Copy every one of the following lines word for word, changing nothing.

++++ Given information

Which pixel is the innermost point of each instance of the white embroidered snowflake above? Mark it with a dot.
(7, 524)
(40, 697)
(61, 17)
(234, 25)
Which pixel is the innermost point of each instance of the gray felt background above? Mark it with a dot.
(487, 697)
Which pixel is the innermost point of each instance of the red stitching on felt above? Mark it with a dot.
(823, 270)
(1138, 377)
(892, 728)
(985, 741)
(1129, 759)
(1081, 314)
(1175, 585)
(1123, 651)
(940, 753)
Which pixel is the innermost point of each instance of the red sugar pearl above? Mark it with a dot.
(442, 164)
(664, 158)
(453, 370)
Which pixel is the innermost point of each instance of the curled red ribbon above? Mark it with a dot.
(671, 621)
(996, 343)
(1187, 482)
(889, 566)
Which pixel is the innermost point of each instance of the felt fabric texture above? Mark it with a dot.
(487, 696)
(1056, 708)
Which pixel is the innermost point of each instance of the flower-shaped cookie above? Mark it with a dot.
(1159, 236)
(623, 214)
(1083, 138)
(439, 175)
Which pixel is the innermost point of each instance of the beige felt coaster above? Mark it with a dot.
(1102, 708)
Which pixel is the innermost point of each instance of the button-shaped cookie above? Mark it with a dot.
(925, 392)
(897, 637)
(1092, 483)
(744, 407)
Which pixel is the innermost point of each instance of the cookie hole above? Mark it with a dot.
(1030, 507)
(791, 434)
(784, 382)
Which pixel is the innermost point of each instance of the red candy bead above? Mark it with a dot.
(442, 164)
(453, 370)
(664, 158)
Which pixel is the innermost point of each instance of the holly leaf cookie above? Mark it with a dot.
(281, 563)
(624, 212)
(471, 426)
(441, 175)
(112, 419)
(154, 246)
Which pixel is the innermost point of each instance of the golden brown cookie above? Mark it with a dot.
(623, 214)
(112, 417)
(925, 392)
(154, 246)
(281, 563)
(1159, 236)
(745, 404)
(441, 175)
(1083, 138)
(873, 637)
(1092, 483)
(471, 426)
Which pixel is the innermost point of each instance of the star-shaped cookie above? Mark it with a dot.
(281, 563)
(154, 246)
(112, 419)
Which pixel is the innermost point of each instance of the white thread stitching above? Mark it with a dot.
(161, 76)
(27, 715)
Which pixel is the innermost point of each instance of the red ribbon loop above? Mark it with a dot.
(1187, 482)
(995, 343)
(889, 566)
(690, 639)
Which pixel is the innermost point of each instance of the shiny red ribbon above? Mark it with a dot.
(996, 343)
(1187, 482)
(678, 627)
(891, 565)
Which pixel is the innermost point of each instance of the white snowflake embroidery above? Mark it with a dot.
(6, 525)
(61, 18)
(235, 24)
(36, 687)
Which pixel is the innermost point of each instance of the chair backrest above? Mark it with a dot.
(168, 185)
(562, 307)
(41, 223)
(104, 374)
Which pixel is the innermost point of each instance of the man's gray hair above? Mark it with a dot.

++++++++

Answer
Which pixel is the innermost point of each instance of the white embroidered snowflake above? Mark it with a dot.
(7, 524)
(40, 697)
(61, 17)
(234, 25)
Which pixel is the innermost point of each instance of the gray felt background above? Mark it with a dot.
(487, 697)
Which pixel is the innermost point of each instance of the red stitching on felt above? Mark it with a dot.
(823, 270)
(1138, 377)
(892, 728)
(985, 741)
(1129, 759)
(1081, 314)
(1175, 585)
(1123, 651)
(940, 753)
Which pixel is the innermost point of each instance of the red sugar pearl above? Mark it with a dot.
(442, 164)
(664, 158)
(453, 370)
Which pixel is the innermost point of each instance of the curled red ribbon above? Mark it with a dot.
(671, 621)
(996, 343)
(1187, 482)
(889, 566)
Which pixel is the innermost point of each instance of the felt fabric texture above? Mark it with a dot.
(487, 696)
(1056, 708)
Which pixel is the innermost point of each instance of the flower-shaped cookie above? Mark it with a dot.
(1159, 236)
(623, 214)
(1083, 138)
(439, 175)
Which pixel is the innermost point of each instance of the beige felt coaster above? Mark it with a dot.
(1102, 708)
Which pixel is the innermost point of each instance of the button-shaped cookie above? Mark it with a dot.
(925, 392)
(897, 637)
(1092, 483)
(744, 407)
Which pixel is the innermost point of each instance of the cookie hole above? Mark it with a dot.
(1030, 507)
(791, 434)
(784, 382)
Which pixel is the innermost point of each instance of the red candy bead above? Mark it with a dot.
(442, 164)
(453, 370)
(664, 158)
Which pixel is the innermost point of each instance of the holly leaf cookie above? Mark it with a dot.
(281, 563)
(624, 212)
(471, 426)
(441, 175)
(112, 419)
(154, 246)
Which pixel is the innermost point of each instance of the golden brown cookie above? Mark it with a dot.
(623, 214)
(112, 417)
(925, 392)
(154, 246)
(281, 563)
(1159, 236)
(745, 404)
(441, 175)
(1083, 138)
(873, 637)
(1092, 483)
(471, 426)
Which pixel is the innermost point of each instance of the star-shaped cookie above? Mark it with a dot.
(281, 563)
(154, 246)
(112, 419)
Which pixel is the innermost point of each instance of the white thread stitching above? Mark it with a dot.
(161, 76)
(27, 715)
Which pixel is the innermost point of each instance of the red ribbon loop above? Mark it with a dot.
(1187, 482)
(995, 343)
(889, 566)
(690, 639)
Which pixel is the innermost point of each instance of the shiny red ribbon above? Mark it with a dot.
(996, 343)
(1187, 482)
(678, 627)
(891, 565)
Which pixel is the innermost point of each instance of the white snowflake embroidery above? Mark it with a dot.
(6, 525)
(61, 18)
(235, 24)
(36, 687)
Which pixel is the innermost point of each instance of the chair backrest above? Mark it with a dot.
(168, 185)
(562, 307)
(41, 223)
(104, 374)
Which pixel is the innermost point of each instance of the man's gray hair above? Mark it with a dot.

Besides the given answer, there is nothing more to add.